Work task = Output the records again verbatim.

Task inputs =
=== Section Start ===

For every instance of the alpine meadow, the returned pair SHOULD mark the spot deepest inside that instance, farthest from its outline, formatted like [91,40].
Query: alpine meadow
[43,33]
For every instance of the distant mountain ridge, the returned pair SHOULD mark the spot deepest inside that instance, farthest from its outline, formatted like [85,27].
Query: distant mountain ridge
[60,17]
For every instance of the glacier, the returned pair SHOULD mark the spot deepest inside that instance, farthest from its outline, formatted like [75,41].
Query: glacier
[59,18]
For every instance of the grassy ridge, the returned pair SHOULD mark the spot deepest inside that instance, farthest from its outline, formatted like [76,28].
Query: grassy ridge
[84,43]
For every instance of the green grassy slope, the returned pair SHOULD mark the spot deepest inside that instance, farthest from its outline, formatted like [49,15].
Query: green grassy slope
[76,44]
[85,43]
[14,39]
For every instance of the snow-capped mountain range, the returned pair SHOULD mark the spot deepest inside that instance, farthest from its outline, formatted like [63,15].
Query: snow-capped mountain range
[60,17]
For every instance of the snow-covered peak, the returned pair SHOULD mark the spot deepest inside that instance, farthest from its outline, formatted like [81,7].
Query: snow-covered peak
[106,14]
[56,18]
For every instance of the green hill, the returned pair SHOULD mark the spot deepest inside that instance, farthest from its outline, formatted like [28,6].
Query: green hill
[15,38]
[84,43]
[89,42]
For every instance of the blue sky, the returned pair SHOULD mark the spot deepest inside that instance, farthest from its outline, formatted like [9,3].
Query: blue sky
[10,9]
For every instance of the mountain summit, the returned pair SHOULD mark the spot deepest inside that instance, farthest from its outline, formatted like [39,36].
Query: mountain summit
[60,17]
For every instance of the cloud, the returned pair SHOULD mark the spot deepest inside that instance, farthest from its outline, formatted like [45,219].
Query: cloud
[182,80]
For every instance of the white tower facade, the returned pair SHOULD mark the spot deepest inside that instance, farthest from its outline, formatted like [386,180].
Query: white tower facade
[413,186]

=== Section End ===

Written response =
For every instance of the alpine meadow, the returned pair SHOULD mark the spot deepest inside that instance, farthest from its outline, formatted like [91,40].
Query: alpine meadow
[43,33]
For every instance of the distant mountain ridge, the returned pair SHOULD mark the spot deepest inside that instance, farthest from its outline, formatted like [85,27].
Query: distant mountain ridge
[60,17]
For every instance of the glacier, the returned pair SHOULD mark the spot deepest inside that instance, farthest from its outline, formatted like [75,41].
Query: glacier
[59,18]
For every instance of the grassy ridge, the returned pair SHOULD mark the spot deepest inside that instance, farthest from its outline, formatted like [76,28].
Query: grassy ridge
[84,43]
For every instance of the green grassy slope, the returned pair SHOULD mark the spot deepest inside that instance, farthest from its outline, formatted like [49,15].
Query: green grassy slope
[76,44]
[85,43]
[14,39]
For every instance of the snow-capped mountain range, the returned pair SHOULD mark the spot deepest inside that instance, farthest from its outline, formatted like [63,15].
Query: snow-capped mountain range
[60,17]
For every instance of the snow-covered peak, the returned pair SHOULD mark the spot deepest inside that instance, farthest from its outline, formatted like [81,7].
Query: snow-covered peak
[106,14]
[56,18]
For every instance of the green hill, the returned pair SHOULD mark the spot deepest inside that instance, farthest from its outline, formatted like [28,6].
Query: green hill
[15,38]
[84,43]
[89,42]
For every instance of the blue sky, the returned pair SHOULD mark the spot deepest inside that instance, farthest from its outline, formatted like [9,3].
Query: blue sky
[10,9]
For every instance of the mountain summit, the returned pair SHOULD mark the spot deepest inside that instance, farthest from its outline, formatted like [39,36].
Query: mountain summit
[60,17]
For every instance of the cloud, the returned pair SHOULD mark the spot deepest inside that instance, farthest from its outline, formatted like [45,219].
Query: cloud
[182,80]
For every instance of the white tower facade, the returned pair SHOULD mark the spot deepest inside that instance, farthest from its outline, formatted like [386,180].
Query: white tower facade
[413,186]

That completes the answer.